◆ Instructions to follow: Can you reproduce each of the records below word for word, keeping every line unchanged?

= = = = =

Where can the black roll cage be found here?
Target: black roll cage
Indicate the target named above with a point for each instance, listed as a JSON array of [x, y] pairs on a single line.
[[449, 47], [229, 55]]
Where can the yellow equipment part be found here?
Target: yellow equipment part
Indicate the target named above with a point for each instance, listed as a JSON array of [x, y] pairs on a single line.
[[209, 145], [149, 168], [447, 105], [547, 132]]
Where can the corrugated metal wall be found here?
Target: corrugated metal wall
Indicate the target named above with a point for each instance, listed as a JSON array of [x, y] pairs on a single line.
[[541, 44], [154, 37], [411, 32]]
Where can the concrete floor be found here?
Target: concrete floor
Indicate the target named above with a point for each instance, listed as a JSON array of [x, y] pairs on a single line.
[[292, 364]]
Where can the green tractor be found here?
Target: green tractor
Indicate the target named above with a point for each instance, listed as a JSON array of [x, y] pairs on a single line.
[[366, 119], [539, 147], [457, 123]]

= = = = =

◆ Complete response:
Where can the black roll cage be found here?
Target: black roll cage
Indicate the target named above with a point for each instance, listed as a JSON array of [x, y] pairs on a single line.
[[449, 47], [229, 55]]
Where can the yellow equipment part be found here?
Target: yellow equipment part
Indicate the target named above with a point for each instance, listed as a JSON array of [x, y] pairs on a single line.
[[209, 145], [149, 168], [447, 105], [547, 132]]
Where can the corrugated metal wall be found here?
Target: corrugated metal wall
Indicate the target named above with a point for each instance, listed as a JSON array of [x, y] pairs on a single line.
[[541, 44], [154, 37], [411, 32]]
Where can the concrete floor be found here?
Target: concrete floor
Indicate the target named above with a point for each instance, listed as a JSON array of [x, y] pairs on a single line.
[[292, 364]]
Where can the green tractor be found here?
Target: green tractor
Indicate the target named above with a point for each instance, listed as a JSON array of [x, y] pairs on a single line.
[[366, 119], [539, 147], [457, 123]]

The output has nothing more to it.